_Goal of the exercise_:
Repeat the following lines exactly as they appear, without changing anything.

━━━━

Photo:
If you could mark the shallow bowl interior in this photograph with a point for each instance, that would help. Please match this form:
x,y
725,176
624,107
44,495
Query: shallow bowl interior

━━━━

_Complete output_:
Photo:
If you could mark the shallow bowl interior in this photograph with a point for each instance, that would help. Please match this form:
x,y
725,176
624,107
44,495
Query: shallow bowl interior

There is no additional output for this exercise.